Each record is to be printed again precisely as it reads.

Source records
Start
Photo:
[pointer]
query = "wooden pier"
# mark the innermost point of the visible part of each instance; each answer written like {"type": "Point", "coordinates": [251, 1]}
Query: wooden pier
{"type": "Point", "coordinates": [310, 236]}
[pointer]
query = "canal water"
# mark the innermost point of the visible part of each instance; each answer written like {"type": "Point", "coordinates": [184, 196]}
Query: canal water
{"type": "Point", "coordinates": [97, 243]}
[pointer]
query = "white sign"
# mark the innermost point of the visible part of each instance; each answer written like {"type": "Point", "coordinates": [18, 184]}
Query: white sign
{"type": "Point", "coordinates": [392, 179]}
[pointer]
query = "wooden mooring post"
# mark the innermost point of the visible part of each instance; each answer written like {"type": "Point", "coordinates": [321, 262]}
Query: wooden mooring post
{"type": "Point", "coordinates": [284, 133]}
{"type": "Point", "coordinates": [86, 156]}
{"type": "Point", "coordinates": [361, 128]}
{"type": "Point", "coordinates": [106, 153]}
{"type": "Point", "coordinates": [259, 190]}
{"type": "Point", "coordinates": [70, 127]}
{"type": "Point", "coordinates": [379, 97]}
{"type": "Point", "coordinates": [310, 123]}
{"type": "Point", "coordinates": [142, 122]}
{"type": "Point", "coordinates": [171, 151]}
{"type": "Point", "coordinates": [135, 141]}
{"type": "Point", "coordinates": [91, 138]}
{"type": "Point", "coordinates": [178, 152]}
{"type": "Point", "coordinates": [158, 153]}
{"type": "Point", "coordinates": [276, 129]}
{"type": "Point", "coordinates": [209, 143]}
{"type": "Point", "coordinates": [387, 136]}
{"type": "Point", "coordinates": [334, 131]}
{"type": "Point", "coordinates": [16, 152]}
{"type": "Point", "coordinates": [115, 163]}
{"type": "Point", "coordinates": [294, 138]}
End
Answer for this exercise
Photo:
[pointer]
query = "wooden pier"
# mark the innermost point of the visible part of each instance; each answer written like {"type": "Point", "coordinates": [251, 1]}
Query: wooden pier
{"type": "Point", "coordinates": [310, 236]}
[pointer]
query = "canal water"
# mark the innermost point of the visible part of each instance; each answer written like {"type": "Point", "coordinates": [184, 196]}
Query: canal water
{"type": "Point", "coordinates": [97, 243]}
[pointer]
query = "white sign"
# mark the innermost point of the visible part of each instance; each answer written like {"type": "Point", "coordinates": [18, 184]}
Query: white sign
{"type": "Point", "coordinates": [392, 179]}
[pointer]
query = "wooden mooring post"
# mark the innermost point of the visible part of each instance; each answer written like {"type": "Point", "coordinates": [321, 262]}
Query: wooden mooring post
{"type": "Point", "coordinates": [284, 133]}
{"type": "Point", "coordinates": [86, 156]}
{"type": "Point", "coordinates": [361, 128]}
{"type": "Point", "coordinates": [106, 153]}
{"type": "Point", "coordinates": [259, 190]}
{"type": "Point", "coordinates": [70, 127]}
{"type": "Point", "coordinates": [379, 97]}
{"type": "Point", "coordinates": [310, 123]}
{"type": "Point", "coordinates": [142, 122]}
{"type": "Point", "coordinates": [171, 151]}
{"type": "Point", "coordinates": [135, 141]}
{"type": "Point", "coordinates": [91, 138]}
{"type": "Point", "coordinates": [178, 152]}
{"type": "Point", "coordinates": [158, 153]}
{"type": "Point", "coordinates": [276, 129]}
{"type": "Point", "coordinates": [209, 143]}
{"type": "Point", "coordinates": [387, 136]}
{"type": "Point", "coordinates": [334, 131]}
{"type": "Point", "coordinates": [16, 152]}
{"type": "Point", "coordinates": [115, 163]}
{"type": "Point", "coordinates": [294, 138]}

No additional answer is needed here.